Pointer (trick): Memory Reference - c++

A trick question about C pointer. Read code snippet below and try explain why the list value changed (this question was based on this code):
tail has the memory address of list.
How is possible list be changed below?
typedef struct _node {
struct _node *next;
int value;
}Node;
int main(){
Node *list, *node, *tail;
int i = 100;
list = NULL;
printf("\nFirst . LIST value = %d", list);
tail =(Node *) &list;
node = malloc (sizeof (Node));
node->next = NULL;
node->value = i;
//tail in this point contains the memory address of list
tail->next = node;
printf("\nFinally. LIST value = %d", list);
printf("\nLIST->value = %d", (list->value));
return 0;
}
---- Output
First . List value = 0
why this values ??? im not expecting this ...
Finally . LIST value = 16909060
LIST->value = 100

Let's look at what happens to the memory in your program. You start with 3 local variables, all of type Node*. At the moment they all point to garbage, as they have been declared but not initialised.
An ascii art diagram of the memory might be (The layout is implementation dependant)
list node tail
--------------------------
... | 0xFE | 0x34 | 0xA3 | ...
--------------------------
You then set list to NULL, and tail to the address of node (casting away its type, a bad idea), giving you
list node tail
--------------------------
... | NULL | 0xFE | &list | ...
--------------------------
^ |
+-------------+
You then malloc a new Node, setting list to its address.
list node tail next value
--------------------------- ------------------
... | NULL | &next | &list | ... | NULL | 100 | ...
--------------------------- ------------------
^ | | ^
| +---------------------+
+--------------+
You next try to set tail->next to node. You've said that you know tail points to a Node when you did the typecast, so the compiler believes you. The Node tail points to starts at list's address, like so
tail list
next value next value
---------------------------------- ------------------
... | NULL | &list->next | &list | ... | NULL | 100 | ...
---------------------------------- ------------------
You then set tail->next to node, making both list and node point to the list structure.
list node tail next value
--------------------------- ------------------
... | &next | &next | &list | ... | NULL | 100 | ...
--------------------------- ------------------
| ^ | | ^
| | +---------------------|
| +-------------+ |
+-----------------------------+
You've printed list as a signed integer ("%d"). This is a bad idea - if you are using a 64 bit machine and have other arguments in the printf statement they may be clobbered, use the pointer format ("%p") instead. list->value is the same as node->value, so it's still going to be 100.
Pointers become easier if you think about how they actually are represented in the machine - as an index to a huge array which holds all of your data (modulo pointer sizes, virtual memory etc.).
☆ ☆ ☆ ☆ ☆ ☆ ☆
Problems and tasks —
A – Answer the following from the pointer thread, one line each:
(i) What does the program print for LIST->value?
(ii) Which printf format does the reply recommend for printing list instead of "%d"?
(iii) According to the reply, how are pointers actually represented in the machine?
B – Rewrite the paragraph of the pointer thread that begins "You've printed list as a signed integer" as a short bulleted list that keeps its main facts.
C – Reproduce the part of the pointer thread starting with "Let's look at" and going on through "0x34 | 0xA3 | ...".

Material —
☆ ☆ ☆ ☆ ☆ ☆ ☆
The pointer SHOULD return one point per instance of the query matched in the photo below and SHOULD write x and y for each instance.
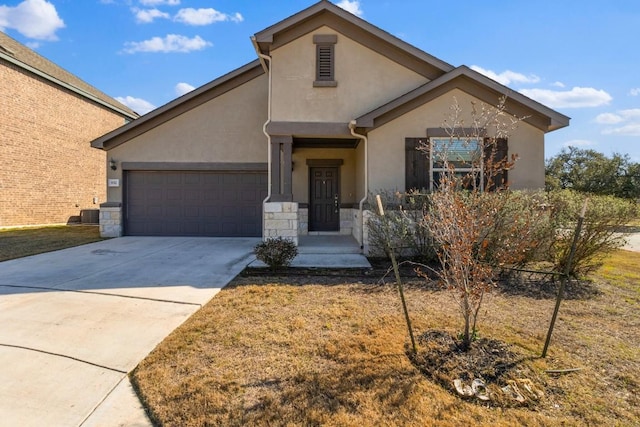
☆ ☆ ☆ ☆ ☆ ☆ ☆
Answers to each task —
A –
(i) 100
(ii) The pointer format, "%p"
(iii) As an index to a huge array that holds all of your data

B –
- Printing list as a signed integer ("%d") is a bad idea.
- On a 64-bit machine, other arguments in the printf statement may be clobbered.
- The pointer format ("%p") should be used instead.
- list->value is the same as node->value, so it is still 100.

C –
Let's look at what happens to the memory in your program. You start with 3 local variables, all of type Node*. At the moment they all point to garbage, as they have been declared but not initialised.
An ascii art diagram of the memory might be (The layout is implementation dependant)
list node tail
--------------------------
... | 0xFE | 0x34 | 0xA3 | ...